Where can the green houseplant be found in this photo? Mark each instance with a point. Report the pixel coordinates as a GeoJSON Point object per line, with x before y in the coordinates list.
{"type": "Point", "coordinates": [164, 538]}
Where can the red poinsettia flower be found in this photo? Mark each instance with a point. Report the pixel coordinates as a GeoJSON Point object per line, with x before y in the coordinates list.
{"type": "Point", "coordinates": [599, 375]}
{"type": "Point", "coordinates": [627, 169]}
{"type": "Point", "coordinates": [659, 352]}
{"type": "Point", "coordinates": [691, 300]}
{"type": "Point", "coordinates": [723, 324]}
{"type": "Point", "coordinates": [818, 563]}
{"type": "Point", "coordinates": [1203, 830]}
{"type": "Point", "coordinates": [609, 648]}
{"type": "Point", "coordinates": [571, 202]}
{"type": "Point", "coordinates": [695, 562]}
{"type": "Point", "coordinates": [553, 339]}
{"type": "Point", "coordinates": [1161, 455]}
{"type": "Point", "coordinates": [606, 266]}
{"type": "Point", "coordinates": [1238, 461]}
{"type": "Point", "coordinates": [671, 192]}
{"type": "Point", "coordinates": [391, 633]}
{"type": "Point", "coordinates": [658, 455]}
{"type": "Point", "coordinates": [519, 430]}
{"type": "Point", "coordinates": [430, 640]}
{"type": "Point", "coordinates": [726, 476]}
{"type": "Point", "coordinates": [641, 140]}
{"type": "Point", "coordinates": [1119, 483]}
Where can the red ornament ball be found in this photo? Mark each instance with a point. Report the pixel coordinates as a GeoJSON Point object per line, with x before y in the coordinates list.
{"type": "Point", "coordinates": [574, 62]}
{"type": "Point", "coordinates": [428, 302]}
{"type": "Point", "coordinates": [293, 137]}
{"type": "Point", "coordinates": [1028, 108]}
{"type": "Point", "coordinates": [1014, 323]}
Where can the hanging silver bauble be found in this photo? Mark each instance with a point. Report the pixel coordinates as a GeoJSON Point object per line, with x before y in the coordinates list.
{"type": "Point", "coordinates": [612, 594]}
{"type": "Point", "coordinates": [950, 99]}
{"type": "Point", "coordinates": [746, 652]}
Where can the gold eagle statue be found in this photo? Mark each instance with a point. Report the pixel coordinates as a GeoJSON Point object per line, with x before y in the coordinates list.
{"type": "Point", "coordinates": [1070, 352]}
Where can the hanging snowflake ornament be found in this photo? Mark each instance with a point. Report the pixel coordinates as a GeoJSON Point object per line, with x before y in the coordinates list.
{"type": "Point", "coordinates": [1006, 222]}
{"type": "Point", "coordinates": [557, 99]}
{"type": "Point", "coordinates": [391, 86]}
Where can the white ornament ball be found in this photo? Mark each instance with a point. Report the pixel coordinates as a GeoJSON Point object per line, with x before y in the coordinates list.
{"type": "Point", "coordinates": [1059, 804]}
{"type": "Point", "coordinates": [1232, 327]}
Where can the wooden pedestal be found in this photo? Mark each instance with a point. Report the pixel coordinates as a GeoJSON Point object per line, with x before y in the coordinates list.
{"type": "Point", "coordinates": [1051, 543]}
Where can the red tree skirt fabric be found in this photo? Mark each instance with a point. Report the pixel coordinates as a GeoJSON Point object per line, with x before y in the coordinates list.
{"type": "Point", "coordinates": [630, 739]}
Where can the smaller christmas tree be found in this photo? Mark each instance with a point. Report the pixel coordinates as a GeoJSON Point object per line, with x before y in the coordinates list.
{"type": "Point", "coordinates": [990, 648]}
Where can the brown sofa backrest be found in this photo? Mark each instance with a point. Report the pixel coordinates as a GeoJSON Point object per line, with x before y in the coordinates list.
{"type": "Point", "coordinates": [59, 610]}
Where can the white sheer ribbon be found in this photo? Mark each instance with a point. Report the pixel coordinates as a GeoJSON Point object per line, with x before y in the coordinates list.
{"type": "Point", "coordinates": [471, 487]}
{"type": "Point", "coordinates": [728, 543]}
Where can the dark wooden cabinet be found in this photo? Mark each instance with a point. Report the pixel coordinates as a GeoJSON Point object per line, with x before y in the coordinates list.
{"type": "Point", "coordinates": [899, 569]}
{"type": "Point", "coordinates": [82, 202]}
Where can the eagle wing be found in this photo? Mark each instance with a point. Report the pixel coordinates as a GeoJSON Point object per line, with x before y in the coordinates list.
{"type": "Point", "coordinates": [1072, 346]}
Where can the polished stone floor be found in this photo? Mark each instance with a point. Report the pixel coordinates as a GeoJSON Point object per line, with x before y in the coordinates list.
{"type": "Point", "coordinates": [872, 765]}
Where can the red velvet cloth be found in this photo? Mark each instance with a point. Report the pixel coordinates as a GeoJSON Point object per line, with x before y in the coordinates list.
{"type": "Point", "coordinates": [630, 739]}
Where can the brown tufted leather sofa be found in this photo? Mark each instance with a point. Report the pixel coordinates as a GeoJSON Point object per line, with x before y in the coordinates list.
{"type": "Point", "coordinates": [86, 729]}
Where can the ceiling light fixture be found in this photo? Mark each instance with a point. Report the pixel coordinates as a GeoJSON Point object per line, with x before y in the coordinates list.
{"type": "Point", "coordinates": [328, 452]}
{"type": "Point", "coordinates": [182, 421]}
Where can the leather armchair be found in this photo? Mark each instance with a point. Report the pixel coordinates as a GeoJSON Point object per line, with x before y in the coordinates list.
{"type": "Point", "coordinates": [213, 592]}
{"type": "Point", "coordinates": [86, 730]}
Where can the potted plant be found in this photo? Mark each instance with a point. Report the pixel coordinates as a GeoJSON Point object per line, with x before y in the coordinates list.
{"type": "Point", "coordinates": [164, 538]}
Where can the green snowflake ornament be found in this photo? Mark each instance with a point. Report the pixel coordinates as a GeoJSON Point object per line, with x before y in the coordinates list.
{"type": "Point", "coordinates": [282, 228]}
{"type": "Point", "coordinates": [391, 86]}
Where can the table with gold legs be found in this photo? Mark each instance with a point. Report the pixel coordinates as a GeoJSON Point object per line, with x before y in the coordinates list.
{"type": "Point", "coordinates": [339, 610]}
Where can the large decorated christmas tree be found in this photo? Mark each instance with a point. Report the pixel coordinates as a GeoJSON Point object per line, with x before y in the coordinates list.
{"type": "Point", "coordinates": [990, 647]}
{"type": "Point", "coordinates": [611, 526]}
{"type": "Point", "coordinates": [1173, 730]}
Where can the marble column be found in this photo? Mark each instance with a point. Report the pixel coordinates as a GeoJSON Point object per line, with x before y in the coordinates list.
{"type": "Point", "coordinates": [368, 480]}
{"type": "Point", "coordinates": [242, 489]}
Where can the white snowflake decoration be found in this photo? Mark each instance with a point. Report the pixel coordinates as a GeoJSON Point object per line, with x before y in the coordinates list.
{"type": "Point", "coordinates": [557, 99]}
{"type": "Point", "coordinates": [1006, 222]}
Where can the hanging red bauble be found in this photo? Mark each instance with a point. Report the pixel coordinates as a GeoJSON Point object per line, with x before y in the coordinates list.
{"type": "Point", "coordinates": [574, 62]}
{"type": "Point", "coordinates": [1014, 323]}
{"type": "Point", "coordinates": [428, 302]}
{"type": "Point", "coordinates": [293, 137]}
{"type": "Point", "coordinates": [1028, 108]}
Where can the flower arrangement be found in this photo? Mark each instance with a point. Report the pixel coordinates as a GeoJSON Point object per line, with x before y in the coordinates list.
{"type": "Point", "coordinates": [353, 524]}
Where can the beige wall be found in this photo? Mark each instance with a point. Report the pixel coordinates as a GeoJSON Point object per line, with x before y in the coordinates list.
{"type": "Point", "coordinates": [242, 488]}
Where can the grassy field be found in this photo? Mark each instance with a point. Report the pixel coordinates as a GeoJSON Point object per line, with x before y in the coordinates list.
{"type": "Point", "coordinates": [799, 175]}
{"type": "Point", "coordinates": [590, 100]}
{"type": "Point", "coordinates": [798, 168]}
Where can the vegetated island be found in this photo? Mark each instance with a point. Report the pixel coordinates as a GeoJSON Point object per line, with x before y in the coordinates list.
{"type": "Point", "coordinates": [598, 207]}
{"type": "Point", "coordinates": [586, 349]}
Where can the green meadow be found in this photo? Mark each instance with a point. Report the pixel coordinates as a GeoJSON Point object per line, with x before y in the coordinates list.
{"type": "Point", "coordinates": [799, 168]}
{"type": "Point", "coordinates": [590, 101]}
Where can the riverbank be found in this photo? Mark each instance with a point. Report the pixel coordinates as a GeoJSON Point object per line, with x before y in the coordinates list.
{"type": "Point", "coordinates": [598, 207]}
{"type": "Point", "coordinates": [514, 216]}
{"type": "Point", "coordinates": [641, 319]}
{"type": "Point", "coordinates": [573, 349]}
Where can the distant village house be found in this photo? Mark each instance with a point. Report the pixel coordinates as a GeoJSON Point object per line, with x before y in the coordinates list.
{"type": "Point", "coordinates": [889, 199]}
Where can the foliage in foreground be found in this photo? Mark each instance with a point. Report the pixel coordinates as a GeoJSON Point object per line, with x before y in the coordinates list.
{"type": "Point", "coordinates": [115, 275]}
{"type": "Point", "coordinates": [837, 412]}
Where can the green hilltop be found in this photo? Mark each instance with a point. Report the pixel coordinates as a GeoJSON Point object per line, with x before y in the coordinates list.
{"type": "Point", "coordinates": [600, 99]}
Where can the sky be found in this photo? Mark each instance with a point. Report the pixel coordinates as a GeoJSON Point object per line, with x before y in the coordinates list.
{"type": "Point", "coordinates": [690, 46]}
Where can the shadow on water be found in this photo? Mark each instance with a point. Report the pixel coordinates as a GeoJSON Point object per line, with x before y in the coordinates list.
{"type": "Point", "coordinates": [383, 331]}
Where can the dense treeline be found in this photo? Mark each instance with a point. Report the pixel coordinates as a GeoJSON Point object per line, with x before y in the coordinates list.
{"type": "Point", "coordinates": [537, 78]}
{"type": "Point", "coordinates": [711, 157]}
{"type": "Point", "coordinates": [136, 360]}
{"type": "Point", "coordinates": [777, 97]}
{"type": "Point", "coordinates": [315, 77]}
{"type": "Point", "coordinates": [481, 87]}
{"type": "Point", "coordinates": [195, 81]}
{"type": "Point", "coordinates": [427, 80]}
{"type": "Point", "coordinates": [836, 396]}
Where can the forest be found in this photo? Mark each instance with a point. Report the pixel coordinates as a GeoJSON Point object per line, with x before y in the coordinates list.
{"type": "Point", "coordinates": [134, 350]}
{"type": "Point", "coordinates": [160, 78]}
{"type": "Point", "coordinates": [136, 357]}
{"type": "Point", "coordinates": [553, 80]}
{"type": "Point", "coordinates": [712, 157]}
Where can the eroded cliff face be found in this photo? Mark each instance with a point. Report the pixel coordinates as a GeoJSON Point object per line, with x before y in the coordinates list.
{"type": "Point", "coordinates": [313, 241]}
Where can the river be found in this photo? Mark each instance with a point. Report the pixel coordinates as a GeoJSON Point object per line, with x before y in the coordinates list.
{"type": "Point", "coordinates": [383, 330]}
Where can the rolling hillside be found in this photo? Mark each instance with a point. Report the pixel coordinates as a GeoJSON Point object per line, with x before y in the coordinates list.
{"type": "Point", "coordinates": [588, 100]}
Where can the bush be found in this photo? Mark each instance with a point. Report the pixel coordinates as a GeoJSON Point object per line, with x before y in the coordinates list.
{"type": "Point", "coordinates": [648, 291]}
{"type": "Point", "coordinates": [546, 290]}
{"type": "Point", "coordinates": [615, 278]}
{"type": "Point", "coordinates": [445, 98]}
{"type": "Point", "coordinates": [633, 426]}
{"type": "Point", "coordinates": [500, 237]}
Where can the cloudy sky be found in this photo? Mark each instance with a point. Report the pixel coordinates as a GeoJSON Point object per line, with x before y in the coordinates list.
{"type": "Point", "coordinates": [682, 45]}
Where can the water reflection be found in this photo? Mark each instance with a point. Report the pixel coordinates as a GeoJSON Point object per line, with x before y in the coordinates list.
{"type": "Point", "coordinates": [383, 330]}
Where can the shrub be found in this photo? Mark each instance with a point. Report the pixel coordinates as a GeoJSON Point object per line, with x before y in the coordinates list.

### TASK TO CARRY OUT
The range runs from the line with "Where can the forest" to the last line of the entries above, both included. Restate it word for word.

### SOLUTION TO THE EXERCISE
Where can the forest be found in this photo? Mark each instance with a point. Report the pixel coordinates as a GeoJSON Point object per line, with x before y in the coordinates list.
{"type": "Point", "coordinates": [134, 350]}
{"type": "Point", "coordinates": [160, 78]}
{"type": "Point", "coordinates": [136, 357]}
{"type": "Point", "coordinates": [553, 80]}
{"type": "Point", "coordinates": [712, 157]}
Where can the eroded cliff face be found in this photo? Mark each instance with a point. Report the pixel coordinates as a GeoJSON Point object per line, with x before y in the coordinates list.
{"type": "Point", "coordinates": [313, 241]}
Where can the river be found in this photo? Mark each instance with a point. Report the pixel coordinates as a GeoJSON Point object per line, with x before y in the coordinates list.
{"type": "Point", "coordinates": [383, 330]}
Where can the rolling hillside be found in this photo? Mark each instance with a point. Report the pixel coordinates as a GeoJSON Point object per line, with x before y in the coordinates list.
{"type": "Point", "coordinates": [588, 100]}
Where can the bush be found in this photo? Mark each instance with a point. Report the pixel coordinates as a GeoJSON Point object per line, with x before y in the coordinates list.
{"type": "Point", "coordinates": [648, 291]}
{"type": "Point", "coordinates": [546, 290]}
{"type": "Point", "coordinates": [615, 278]}
{"type": "Point", "coordinates": [445, 98]}
{"type": "Point", "coordinates": [633, 426]}
{"type": "Point", "coordinates": [500, 237]}
Where can the cloudy sky be found in this photo? Mark each instance with a point. Report the pixel coordinates as a GeoJSON Point object per line, with x before y in the coordinates list.
{"type": "Point", "coordinates": [682, 45]}
Where can the water reflection be found in this photo? Mark each instance with a point. Report the pixel coordinates as a GeoJSON Point object per line, with x before y in the coordinates list.
{"type": "Point", "coordinates": [383, 330]}
Where can the shrub be found in this photo? Mark each instance with a point. Report the pixel coordinates as a GeoJSON Point object per line, with x before y in the coordinates list.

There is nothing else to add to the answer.